# EXERCISE TEXT
[Start of Attachment]
UNITED STATES DISTRICT COURT FOR THE DISTRICT OF PUERTO RICO
Jan 31, 2013
CIVIL 11-1322CCC (D.P.R. Jan. 31, 2013)

Opinion

CIVIL 11-1322CCC

01-31-2013

MARIA SANCHEZ-BONILLA Plaintiff v. ERIC K. SHINSEKI, Secretary, Department of Veterans Affairs Defendant


OPINION AND ORDER

Plaintiff, María Sánchez-Bonilla (Sánchez-Bonilla), alleges that she was a victim of age discrimination by her employer, the Department of Veterans Affairs, and that she was retaliated against after complaining of said discrimination with the Equal Employment Opportunity Commission (EEOC). Before the Court now is the Motion for Summary Judgment filed on June 26, 2012 by defendant Eric K. Shinseki, Secretary of the Department of Veterans Affairs (docket entry 27), together with his Statement of Uncontested Material Facts (docket entry 28) and Memorandum in Support (docket entry 29), plaintiff's Memorandum in Opposition filed on August 13, 2012 (docket entry 32) as well as her Opposition to Defendant's Statement of Uncontested Facts and Statement of Material Facts (docket entries 33 and 34), and defendant's Opposition to Plaintiff's Statement of Uncontested Material Facts filed on August 20, 2012 (docket entry 35).

The relevant facts, taken from the parties' respective Statements of Uncontested Material Facts (docket entries 28 and 33), follow: plaintiff Sánchez-Bonilla began to work at the Veteran's Administration Hospital (VAH) on September 2, 2008 as a staff psychiatrist. At the time, she was 49 years old. Dr. María Reyes-Rabanillo (Reyes), who at the time was 39 years old, was initially her direct supervisor. Dr. Angie Zayas (Zayas) became her supervisor in July 2009, at which time she was 50 years old.

Plaintiff claims that she had not worked for defendant before and was unaware of the specific requirements for the performance of her duties. Upon being hired, she was not assigned any mentor.
[End of Attachment]
# TASK 1
In the court opinion, copy the passage from "The relevant facts, taken" up to and including "assigned any mentor." word for word.
# TASK 2
Answer these questions using the court opinion:
(a) On what date was the defendant's Motion for Summary Judgment filed?
(b) How old was the plaintiff when she began working at the Veteran's Administration Hospital?
(c) In what month and year did Dr. Angie Zayas become the plaintiff's supervisor?
# TASK 3
Render this sentence from the court opinion in Spanish: "Upon being hired, she was not assigned any mentor."

# PROVIDED INFORMATION
[Start of Attachment]
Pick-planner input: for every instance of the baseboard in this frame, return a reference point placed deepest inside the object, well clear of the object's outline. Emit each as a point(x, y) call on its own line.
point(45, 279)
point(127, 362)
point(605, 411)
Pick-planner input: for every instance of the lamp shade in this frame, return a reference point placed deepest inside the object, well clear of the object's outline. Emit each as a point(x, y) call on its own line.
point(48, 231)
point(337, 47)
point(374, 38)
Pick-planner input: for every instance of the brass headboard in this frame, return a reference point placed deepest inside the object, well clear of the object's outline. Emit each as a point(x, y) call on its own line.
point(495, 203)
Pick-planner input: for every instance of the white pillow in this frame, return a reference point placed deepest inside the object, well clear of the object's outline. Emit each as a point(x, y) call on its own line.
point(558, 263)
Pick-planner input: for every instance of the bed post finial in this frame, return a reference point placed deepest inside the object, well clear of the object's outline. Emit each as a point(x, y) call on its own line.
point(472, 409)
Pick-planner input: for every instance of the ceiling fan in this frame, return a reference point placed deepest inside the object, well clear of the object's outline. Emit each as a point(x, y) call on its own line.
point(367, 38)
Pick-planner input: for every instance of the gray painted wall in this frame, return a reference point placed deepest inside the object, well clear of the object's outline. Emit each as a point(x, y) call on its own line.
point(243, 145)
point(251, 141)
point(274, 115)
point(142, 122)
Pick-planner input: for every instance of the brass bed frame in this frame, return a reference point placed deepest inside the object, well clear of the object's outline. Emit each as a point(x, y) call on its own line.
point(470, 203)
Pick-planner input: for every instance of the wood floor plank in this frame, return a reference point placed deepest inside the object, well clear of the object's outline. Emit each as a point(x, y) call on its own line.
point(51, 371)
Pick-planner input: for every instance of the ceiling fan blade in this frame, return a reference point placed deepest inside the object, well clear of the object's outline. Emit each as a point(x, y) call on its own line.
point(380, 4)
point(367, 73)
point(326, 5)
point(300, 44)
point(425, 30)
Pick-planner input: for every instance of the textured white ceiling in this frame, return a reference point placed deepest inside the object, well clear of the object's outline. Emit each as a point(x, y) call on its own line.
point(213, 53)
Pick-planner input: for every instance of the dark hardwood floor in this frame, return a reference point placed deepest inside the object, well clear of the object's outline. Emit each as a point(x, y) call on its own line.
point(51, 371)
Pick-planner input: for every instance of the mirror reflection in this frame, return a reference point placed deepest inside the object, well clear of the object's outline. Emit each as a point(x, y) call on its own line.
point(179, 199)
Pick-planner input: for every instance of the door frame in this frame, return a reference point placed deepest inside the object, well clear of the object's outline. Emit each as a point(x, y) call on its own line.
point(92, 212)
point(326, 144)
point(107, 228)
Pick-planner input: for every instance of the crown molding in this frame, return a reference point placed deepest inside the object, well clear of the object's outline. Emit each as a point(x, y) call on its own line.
[End of Attachment]
# RESPONSE AREA 1
The relevant facts, taken from the parties' respective Statements of Uncontested Material Facts (docket entries 28 and 33), follow: plaintiff Sánchez-Bonilla began to work at the Veteran's Administration Hospital (VAH) on September 2, 2008 as a staff psychiatrist. At the time, she was 49 years old. Dr. María Reyes-Rabanillo (Reyes), who at the time was 39 years old, was initially her direct supervisor. Dr. Angie Zayas (Zayas) became her supervisor in July 2009, at which time she was 50 years old.

Plaintiff claims that she had not worked for defendant before and was unaware of the specific requirements for the performance of her duties. Upon being hired, she was not assigned any mentor.

# RESPONSE AREA 2
(a) June 26, 2012
(b) 49 years old
(c) July 2009

# RESPONSE AREA 3
Al ser contratada, no se le asignó ningún mentor.